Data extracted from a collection
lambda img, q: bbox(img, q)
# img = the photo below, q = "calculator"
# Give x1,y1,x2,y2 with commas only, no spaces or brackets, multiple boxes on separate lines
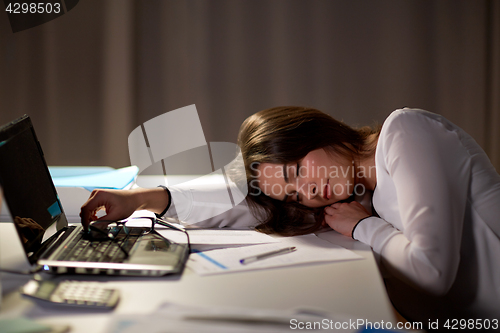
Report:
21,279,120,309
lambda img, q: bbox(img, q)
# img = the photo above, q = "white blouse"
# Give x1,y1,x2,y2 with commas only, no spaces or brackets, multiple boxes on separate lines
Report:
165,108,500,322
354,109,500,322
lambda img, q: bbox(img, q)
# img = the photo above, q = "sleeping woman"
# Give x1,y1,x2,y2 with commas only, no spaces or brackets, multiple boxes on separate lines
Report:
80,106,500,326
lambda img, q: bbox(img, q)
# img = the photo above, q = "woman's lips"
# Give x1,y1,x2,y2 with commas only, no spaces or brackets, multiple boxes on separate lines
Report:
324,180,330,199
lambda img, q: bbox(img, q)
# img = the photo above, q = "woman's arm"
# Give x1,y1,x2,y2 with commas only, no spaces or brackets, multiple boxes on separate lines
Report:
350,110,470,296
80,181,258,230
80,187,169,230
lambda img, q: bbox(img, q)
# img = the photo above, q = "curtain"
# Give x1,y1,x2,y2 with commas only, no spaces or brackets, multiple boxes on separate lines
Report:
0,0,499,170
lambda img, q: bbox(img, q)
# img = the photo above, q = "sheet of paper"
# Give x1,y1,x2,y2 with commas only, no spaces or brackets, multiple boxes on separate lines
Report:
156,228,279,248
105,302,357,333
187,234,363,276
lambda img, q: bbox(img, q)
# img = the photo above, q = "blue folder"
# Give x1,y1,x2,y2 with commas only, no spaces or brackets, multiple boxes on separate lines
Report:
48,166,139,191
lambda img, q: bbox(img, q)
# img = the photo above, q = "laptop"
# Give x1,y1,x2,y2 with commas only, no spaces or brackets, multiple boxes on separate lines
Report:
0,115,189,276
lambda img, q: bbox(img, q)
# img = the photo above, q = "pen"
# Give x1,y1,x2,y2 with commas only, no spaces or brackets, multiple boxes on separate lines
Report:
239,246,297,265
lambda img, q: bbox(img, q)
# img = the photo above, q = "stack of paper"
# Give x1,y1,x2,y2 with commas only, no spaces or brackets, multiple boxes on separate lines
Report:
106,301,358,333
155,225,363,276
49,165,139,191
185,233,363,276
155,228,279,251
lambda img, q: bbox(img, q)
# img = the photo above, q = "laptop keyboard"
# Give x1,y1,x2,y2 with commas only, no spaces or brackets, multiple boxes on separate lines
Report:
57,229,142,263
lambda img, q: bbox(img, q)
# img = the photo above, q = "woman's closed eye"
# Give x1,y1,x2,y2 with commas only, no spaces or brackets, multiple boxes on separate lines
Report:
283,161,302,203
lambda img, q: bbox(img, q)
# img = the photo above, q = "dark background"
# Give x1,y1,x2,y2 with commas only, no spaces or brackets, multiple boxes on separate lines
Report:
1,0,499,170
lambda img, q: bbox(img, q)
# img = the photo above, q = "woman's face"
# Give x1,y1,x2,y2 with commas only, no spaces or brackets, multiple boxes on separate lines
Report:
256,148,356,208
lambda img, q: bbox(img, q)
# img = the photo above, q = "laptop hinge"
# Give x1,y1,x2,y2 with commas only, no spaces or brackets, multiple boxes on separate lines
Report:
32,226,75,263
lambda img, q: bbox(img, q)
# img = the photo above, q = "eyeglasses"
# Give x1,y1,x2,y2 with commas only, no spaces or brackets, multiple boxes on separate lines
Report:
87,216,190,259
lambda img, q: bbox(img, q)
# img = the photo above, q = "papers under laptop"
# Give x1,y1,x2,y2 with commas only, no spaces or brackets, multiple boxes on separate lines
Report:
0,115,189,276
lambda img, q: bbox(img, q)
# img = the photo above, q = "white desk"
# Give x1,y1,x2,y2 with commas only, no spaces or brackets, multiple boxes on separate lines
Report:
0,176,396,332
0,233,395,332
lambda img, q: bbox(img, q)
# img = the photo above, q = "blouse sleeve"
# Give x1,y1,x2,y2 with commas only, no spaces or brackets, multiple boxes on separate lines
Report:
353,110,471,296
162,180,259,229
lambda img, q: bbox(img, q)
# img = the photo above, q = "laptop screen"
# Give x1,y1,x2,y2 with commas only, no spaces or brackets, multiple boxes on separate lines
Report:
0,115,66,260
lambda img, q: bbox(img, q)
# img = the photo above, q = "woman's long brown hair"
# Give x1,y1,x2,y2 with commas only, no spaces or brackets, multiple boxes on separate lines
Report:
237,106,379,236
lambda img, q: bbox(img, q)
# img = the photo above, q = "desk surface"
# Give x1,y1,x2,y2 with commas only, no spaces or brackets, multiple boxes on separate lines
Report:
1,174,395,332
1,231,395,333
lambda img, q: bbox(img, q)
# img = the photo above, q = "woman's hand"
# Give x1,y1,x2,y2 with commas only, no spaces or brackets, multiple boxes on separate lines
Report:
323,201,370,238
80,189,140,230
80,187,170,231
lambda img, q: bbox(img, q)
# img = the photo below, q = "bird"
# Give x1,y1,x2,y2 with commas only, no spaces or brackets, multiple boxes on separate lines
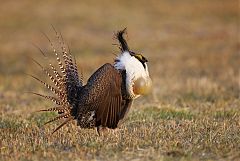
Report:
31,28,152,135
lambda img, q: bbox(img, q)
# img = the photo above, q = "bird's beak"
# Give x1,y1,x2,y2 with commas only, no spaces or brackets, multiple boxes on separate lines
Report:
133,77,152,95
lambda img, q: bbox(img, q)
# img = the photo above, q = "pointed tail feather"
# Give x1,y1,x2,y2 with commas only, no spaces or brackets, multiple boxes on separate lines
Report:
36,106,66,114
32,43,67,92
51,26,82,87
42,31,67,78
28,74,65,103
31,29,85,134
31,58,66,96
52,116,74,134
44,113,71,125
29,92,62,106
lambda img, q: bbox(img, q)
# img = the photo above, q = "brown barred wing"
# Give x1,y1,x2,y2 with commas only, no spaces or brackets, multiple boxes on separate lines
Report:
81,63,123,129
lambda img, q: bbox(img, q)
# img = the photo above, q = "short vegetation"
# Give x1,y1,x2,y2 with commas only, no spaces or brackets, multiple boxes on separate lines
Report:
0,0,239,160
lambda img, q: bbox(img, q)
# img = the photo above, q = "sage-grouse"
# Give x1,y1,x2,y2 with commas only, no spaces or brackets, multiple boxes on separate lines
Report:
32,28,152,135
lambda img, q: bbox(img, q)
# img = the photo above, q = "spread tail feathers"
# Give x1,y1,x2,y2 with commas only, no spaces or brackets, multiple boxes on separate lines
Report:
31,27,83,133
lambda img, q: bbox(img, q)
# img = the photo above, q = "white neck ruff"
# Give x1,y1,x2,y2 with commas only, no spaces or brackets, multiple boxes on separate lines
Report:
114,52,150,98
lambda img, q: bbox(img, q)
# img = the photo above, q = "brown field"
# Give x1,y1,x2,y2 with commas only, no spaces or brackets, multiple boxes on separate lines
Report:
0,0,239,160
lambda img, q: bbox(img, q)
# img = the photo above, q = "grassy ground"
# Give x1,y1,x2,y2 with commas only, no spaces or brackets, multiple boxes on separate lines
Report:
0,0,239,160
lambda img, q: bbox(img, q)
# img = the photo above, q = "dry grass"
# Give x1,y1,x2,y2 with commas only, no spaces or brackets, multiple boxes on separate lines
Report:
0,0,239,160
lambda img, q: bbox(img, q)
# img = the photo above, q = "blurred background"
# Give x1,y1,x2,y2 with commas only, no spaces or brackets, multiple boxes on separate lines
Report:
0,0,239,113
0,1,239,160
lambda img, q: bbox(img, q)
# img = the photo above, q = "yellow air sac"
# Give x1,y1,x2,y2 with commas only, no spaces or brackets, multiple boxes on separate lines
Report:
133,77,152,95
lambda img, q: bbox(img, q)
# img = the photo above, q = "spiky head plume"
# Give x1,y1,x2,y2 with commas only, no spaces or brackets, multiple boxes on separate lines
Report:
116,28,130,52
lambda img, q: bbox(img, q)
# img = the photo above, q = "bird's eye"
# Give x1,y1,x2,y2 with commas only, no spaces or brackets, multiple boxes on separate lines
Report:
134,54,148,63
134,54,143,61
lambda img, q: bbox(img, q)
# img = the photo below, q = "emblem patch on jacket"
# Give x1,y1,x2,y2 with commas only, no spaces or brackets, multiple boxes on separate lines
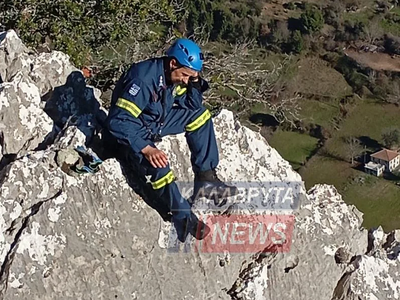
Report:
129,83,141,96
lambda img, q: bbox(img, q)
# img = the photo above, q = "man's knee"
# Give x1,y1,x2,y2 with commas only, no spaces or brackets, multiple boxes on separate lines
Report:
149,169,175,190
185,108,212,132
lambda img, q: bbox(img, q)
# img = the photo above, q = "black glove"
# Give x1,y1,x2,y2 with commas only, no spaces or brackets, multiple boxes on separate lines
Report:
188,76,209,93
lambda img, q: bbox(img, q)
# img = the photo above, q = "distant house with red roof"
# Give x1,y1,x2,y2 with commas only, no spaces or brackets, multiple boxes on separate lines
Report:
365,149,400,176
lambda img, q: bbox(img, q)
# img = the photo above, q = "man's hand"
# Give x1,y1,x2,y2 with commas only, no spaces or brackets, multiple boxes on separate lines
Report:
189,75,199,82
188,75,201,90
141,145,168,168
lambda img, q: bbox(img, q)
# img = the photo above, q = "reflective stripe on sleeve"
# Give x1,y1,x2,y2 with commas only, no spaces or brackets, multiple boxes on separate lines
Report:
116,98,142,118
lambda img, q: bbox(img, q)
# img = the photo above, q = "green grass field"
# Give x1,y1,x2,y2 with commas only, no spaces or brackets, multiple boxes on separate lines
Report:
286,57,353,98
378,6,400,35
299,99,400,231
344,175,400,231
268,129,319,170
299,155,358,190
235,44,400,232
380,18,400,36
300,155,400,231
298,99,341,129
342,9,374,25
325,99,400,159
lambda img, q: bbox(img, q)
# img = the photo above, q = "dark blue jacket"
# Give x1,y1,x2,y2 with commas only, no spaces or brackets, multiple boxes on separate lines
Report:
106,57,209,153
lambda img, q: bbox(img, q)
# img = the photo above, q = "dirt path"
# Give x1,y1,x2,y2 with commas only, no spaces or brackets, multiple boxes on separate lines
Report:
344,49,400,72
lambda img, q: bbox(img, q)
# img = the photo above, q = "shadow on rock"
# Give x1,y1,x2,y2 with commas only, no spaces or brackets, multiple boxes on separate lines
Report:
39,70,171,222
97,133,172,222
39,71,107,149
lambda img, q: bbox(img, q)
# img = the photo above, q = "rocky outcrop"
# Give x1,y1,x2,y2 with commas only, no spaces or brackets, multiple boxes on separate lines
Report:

What the task requires
In the entries above, find each line containing the string "laptop" and copy it.

Reply to the task
# img = the photo above, q = "laptop"
# img = the photo above, q = "laptop keyboard"
# img = the photo above, q = "laptop hinge"
# img = the photo above, q = "papers under laptop"
# img = the photo above, q = "laptop screen"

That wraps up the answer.